> _EXERCISE REQUIREMENTS_: Reproduce the following items verbatim, beginning at the start of the items and continuing up to and including the line that contains "[664,160,683,187]".

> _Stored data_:
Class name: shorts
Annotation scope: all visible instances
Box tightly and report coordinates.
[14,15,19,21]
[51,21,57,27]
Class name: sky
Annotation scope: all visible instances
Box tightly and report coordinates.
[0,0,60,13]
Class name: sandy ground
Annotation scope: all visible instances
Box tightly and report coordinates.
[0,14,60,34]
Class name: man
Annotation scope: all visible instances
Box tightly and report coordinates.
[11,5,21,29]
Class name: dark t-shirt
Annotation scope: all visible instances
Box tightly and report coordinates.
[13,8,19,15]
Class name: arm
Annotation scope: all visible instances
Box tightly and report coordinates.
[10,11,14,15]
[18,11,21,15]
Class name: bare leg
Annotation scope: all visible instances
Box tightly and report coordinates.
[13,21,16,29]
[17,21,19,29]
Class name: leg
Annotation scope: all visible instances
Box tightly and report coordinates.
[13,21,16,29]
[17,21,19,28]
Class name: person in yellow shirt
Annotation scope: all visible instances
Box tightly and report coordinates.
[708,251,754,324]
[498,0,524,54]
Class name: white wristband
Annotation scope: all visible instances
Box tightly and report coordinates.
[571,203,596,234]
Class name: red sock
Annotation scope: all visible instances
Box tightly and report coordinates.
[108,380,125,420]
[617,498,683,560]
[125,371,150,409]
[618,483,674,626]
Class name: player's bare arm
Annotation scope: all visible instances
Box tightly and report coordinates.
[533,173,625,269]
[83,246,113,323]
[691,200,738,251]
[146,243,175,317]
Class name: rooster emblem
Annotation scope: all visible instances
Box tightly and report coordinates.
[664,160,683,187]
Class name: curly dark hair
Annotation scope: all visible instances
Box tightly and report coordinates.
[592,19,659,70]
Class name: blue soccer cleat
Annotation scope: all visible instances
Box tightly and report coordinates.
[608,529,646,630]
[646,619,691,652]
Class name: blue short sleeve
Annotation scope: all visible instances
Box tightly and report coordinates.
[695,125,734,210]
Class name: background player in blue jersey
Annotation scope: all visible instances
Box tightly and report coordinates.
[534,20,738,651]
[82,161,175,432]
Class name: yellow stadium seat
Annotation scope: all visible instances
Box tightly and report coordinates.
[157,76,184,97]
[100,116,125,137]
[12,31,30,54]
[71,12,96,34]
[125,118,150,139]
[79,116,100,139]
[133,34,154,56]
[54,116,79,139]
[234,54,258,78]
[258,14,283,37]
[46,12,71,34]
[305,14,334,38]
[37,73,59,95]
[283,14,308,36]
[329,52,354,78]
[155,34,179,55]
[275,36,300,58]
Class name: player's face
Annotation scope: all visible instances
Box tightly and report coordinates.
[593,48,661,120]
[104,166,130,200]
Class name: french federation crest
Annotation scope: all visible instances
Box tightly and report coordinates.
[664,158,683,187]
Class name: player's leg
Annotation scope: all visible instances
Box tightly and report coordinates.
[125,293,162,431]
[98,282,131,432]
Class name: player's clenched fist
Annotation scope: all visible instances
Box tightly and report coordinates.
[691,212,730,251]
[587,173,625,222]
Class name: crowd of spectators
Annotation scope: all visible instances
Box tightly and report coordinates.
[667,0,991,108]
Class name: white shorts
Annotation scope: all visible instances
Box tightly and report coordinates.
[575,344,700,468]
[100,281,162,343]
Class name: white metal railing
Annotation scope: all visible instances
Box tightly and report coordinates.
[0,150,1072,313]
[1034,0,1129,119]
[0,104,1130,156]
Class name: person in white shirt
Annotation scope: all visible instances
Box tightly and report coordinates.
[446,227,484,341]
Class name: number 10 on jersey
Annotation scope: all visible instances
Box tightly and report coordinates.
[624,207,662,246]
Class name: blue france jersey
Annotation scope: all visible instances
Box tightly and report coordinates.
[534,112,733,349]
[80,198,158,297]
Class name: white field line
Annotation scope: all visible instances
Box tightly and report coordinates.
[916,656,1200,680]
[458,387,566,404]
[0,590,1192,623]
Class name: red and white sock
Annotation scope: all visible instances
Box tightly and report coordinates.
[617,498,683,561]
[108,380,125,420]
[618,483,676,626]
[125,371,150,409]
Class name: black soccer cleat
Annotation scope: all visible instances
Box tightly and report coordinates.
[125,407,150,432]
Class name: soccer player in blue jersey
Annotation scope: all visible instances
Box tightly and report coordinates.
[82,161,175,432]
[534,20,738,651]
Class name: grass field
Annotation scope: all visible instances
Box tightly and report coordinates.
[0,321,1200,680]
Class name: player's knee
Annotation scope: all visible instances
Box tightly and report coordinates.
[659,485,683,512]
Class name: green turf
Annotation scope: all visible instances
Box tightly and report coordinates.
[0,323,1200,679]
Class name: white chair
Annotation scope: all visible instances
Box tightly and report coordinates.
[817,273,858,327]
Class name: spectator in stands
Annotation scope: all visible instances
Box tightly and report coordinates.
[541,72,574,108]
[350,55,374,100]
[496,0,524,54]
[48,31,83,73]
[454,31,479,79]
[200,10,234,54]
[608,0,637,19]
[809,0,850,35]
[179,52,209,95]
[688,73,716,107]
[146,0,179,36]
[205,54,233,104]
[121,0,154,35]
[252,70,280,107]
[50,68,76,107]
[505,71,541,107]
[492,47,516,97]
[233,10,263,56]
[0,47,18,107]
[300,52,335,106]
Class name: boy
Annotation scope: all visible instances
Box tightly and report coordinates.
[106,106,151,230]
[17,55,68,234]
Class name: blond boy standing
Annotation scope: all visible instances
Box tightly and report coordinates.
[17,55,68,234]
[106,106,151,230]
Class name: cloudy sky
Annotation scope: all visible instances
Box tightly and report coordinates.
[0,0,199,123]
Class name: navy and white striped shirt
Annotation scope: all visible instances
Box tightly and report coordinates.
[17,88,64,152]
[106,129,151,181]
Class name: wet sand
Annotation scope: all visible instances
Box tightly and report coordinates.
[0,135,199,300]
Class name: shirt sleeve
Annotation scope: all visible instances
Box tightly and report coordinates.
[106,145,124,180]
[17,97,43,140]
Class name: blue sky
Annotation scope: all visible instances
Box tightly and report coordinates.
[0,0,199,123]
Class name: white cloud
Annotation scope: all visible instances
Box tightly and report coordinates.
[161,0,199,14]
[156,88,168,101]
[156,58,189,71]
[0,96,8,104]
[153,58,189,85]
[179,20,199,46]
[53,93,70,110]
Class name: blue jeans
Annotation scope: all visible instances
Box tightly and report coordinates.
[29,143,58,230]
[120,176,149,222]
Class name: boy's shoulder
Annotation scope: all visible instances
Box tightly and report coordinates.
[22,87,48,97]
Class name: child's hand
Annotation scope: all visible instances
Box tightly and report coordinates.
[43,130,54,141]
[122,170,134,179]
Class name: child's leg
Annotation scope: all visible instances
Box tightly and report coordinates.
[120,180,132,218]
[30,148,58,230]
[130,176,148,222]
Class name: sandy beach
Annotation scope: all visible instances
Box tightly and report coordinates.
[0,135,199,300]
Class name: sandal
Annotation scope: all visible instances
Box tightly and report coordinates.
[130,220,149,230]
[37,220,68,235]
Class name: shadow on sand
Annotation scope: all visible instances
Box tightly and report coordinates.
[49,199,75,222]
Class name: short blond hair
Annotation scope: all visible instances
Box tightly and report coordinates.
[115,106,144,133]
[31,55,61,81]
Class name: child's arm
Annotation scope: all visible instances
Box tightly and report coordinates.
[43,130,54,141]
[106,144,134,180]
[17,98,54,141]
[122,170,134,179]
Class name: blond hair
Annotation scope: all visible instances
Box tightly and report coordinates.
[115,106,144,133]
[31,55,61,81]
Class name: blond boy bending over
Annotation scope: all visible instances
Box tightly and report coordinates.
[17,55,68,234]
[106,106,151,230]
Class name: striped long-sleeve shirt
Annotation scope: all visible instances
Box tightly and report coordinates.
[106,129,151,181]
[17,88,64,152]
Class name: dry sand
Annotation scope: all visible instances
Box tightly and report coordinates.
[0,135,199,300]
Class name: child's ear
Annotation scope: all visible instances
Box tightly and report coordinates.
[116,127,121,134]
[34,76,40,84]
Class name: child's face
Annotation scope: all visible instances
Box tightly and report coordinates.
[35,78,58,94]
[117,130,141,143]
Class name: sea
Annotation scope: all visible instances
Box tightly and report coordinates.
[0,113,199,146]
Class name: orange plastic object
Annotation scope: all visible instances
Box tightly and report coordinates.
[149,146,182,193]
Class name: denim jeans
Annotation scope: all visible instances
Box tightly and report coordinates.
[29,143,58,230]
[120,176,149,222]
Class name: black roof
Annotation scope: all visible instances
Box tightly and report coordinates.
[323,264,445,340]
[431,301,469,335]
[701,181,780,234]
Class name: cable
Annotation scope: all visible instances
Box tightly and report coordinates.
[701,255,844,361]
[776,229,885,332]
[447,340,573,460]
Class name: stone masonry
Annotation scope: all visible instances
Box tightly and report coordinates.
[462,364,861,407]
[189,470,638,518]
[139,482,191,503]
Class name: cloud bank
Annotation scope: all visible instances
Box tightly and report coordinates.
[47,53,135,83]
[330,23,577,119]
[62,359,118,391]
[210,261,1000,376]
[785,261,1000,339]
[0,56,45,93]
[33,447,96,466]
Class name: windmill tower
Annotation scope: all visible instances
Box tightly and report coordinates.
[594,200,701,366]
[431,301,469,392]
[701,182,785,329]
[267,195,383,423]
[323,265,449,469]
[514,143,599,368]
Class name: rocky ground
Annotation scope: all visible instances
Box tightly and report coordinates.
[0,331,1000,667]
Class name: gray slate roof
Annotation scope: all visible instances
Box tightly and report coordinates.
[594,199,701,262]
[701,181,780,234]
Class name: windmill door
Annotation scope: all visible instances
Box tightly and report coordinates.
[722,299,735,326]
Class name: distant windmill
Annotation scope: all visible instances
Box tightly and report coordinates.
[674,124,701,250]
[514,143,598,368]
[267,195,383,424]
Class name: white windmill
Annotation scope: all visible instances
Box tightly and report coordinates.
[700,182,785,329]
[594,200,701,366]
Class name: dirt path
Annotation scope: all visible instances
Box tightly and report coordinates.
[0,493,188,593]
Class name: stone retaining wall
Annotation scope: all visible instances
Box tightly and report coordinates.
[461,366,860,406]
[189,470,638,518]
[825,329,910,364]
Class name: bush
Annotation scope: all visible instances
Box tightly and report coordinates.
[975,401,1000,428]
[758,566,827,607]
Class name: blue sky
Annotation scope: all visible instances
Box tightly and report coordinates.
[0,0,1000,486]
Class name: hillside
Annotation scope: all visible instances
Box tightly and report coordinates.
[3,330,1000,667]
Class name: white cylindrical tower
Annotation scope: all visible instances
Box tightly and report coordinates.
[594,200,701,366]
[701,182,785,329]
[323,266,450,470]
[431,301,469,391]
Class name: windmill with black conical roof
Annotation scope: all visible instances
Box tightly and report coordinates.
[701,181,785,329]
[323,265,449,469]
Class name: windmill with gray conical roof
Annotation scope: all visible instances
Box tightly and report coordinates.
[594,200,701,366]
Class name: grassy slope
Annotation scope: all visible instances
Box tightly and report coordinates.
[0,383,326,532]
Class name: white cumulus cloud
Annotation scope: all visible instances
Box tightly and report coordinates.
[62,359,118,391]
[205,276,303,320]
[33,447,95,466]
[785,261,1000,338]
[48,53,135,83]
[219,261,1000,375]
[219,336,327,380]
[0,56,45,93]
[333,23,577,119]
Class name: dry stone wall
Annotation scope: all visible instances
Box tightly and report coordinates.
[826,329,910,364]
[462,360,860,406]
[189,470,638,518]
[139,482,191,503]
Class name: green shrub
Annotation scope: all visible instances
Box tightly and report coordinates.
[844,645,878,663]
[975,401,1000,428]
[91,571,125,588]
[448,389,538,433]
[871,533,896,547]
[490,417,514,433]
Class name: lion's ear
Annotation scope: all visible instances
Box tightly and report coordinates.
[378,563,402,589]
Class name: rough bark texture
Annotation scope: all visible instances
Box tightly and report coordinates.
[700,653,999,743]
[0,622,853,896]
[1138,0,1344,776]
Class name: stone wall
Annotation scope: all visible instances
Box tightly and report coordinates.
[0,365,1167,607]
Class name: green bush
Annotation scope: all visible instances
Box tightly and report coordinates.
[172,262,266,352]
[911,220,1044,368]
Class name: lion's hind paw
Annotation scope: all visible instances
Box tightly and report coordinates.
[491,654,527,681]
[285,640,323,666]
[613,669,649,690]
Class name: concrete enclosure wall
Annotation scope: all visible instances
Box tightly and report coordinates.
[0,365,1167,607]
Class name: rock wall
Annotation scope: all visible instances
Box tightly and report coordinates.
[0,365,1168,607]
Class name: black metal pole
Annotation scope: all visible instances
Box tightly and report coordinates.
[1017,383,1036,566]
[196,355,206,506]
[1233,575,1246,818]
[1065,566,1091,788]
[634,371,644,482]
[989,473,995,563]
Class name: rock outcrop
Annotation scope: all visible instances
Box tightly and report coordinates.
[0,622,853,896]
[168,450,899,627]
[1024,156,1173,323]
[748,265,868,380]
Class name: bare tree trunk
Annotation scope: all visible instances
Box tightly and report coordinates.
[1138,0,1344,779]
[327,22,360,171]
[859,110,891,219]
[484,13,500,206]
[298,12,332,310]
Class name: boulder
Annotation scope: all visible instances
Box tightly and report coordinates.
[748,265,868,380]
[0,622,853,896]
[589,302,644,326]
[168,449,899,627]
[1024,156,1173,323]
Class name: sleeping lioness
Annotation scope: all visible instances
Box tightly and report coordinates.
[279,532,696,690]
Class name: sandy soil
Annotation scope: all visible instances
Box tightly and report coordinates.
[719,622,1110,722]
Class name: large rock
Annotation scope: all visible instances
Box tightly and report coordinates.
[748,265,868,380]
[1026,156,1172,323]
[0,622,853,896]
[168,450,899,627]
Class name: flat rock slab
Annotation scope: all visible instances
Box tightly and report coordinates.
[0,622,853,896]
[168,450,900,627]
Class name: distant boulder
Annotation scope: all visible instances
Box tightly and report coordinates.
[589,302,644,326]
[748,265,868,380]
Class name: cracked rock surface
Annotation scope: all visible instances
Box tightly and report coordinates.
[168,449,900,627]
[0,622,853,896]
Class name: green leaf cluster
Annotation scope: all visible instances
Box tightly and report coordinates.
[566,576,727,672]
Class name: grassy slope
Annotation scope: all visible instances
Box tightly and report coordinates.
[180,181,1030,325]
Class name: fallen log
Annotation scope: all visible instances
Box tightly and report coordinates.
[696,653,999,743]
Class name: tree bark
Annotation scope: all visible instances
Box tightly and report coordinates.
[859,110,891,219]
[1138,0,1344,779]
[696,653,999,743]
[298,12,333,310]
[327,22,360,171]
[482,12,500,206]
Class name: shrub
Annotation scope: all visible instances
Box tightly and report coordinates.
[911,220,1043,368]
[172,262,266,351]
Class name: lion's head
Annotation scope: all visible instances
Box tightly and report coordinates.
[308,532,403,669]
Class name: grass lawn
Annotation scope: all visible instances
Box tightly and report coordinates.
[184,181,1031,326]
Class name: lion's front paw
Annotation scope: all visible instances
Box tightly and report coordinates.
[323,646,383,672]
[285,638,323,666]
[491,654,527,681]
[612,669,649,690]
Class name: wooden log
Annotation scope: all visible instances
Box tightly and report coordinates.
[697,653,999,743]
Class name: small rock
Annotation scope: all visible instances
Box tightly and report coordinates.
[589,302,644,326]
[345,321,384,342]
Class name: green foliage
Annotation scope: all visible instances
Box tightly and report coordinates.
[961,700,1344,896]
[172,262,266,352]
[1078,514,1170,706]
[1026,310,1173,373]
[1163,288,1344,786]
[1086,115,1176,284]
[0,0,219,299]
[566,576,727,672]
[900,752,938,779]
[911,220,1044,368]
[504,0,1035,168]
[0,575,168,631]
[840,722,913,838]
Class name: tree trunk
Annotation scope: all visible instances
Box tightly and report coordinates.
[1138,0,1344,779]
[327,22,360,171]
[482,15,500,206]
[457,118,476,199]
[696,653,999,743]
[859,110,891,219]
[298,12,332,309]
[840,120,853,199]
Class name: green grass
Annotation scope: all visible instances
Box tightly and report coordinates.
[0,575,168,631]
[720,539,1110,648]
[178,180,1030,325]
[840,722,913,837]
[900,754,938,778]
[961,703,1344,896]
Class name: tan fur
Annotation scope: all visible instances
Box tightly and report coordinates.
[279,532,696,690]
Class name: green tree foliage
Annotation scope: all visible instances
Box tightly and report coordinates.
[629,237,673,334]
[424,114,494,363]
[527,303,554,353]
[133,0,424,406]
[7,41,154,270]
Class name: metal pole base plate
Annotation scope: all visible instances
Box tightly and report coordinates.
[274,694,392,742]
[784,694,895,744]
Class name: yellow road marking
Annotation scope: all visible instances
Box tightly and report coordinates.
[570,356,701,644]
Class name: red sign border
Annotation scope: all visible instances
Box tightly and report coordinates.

> _TASK RESPONSE_:
Class name: shorts
Annotation scope: all visible instances
Box tightly and report coordinates.
[14,15,19,21]
[51,21,57,27]
Class name: sky
Annotation scope: all visible instances
Box tightly and report coordinates.
[0,0,60,13]
Class name: sandy ground
Annotation scope: all visible instances
Box tightly and report coordinates.
[0,14,60,34]
Class name: man
Annotation scope: all visible instances
Box tightly and report coordinates.
[11,5,21,29]
Class name: dark t-shirt
Annotation scope: all visible instances
Box tightly and report coordinates.
[13,8,19,15]
Class name: arm
Annotation scope: all visible instances
Box tightly and report coordinates.
[10,11,14,15]
[18,11,21,15]
Class name: bare leg
Annotation scope: all visible instances
Box tightly and report coordinates.
[13,21,16,29]
[17,21,19,29]
Class name: leg
Annotation scope: all visible instances
Box tightly and report coordinates.
[13,21,16,29]
[17,21,19,28]
Class name: person in yellow shirt
Annotation scope: all visible instances
Box tightly and report coordinates.
[708,251,754,324]
[498,0,524,54]
Class name: white wristband
Annotation scope: all visible instances
Box tightly and report coordinates.
[571,203,596,234]
Class name: red sock
Annotation scope: all visible instances
Box tightly and report coordinates.
[108,380,125,420]
[617,498,683,560]
[125,371,150,409]
[618,483,674,626]
Class name: player's bare arm
Annotation scope: all visible instances
Box tightly and report coordinates.
[533,173,625,269]
[83,246,113,323]
[691,200,738,251]
[146,243,175,317]
Class name: rooster emblem
Annotation scope: all visible instances
Box tightly and report coordinates.
[664,160,683,187]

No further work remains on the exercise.